## Problems to solve
• 1. In the mailing-list excerpt about RHEL and virtualization, what is highly recommended for text-only or headless systems?
• 2. Name every virtualization product mentioned in the mailing-list excerpt about RHEL and virtualization.
• 3. From the mailing-list excerpt about RHEL and virtualization, extract the passage from "Simply put, this" up to and including "open to us.".

## Text excerpt

◇ ◇ ◇ ◇

Simply put, this claim is not true. Flaws that break one
virtualization system are often indicative of flaws that will break
others under other circumstances. And I've certainly used MS Virtual
PC in environments where I was blocked by local policy from installing
non-Microsoft tools, such as VMware or VirtualBox, but needed a
working Linux environment on my desktop or laptop.

> Here in the real world, we have some rather better virtualisation options
> open to us.

And this is not particularly relevant. RHEL is supposed to be robust,
with robust support from RedHat, and with contributions from the free
software community. That's what's going on here.

>>> http://www.redhat.com/docs/en-US/Red_Hat_Enterprise_Linux/6-Beta/html/Beta_Release_Notes/installer.html#id625818
>>>
>>> For text-only or headless systems, VNC is _highly_recommended_. In
>>> fact, the installer is fairly good at offering VNC if it can't start
>>> the graphical installation. This feature alone was very welcome by
>>> several people I know. ;)
>>
>> zBox-owners I expect.
>
> Actually there's a slightly different release for z-series.  Dismissing the
> recommended installation method because you think it's for z-series only is
> a mite silly.

◇ ◇ ◇ ◇

## Dataset excerpt

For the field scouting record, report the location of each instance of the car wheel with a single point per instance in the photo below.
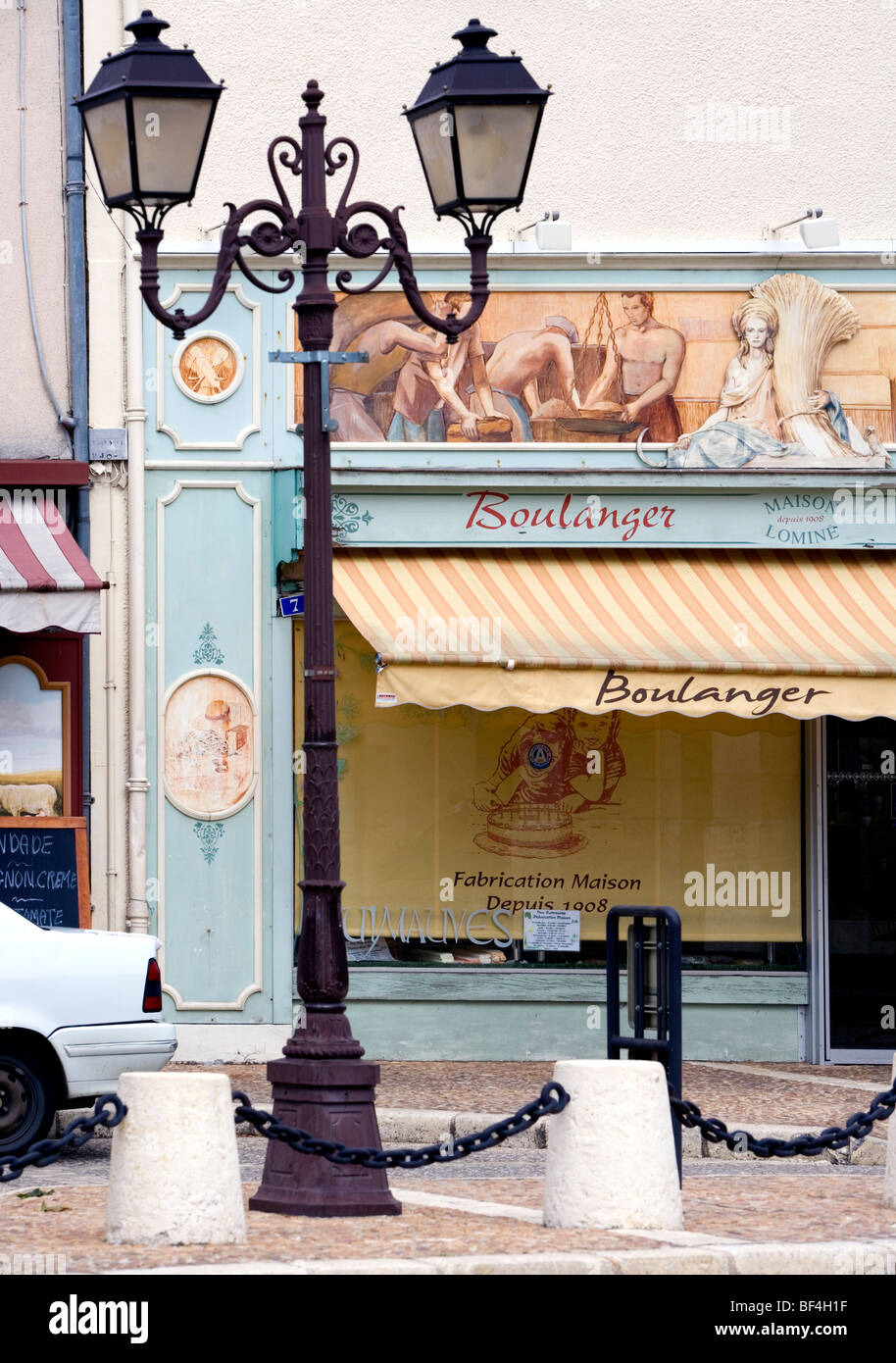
(27, 1103)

◇ ◇ ◇ ◇

## Written answers
• 1. VNC

• 2. MS Virtual PC, VMware, VirtualBox

• 3.
Simply put, this claim is not true. Flaws that break one
virtualization system are often indicative of flaws that will break
others under other circumstances. And I've certainly used MS Virtual
PC in environments where I was blocked by local policy from installing
non-Microsoft tools, such as VMware or VirtualBox, but needed a
working Linux environment on my desktop or laptop.

> Here in the real world, we have some rather better virtualisation options
> open to us.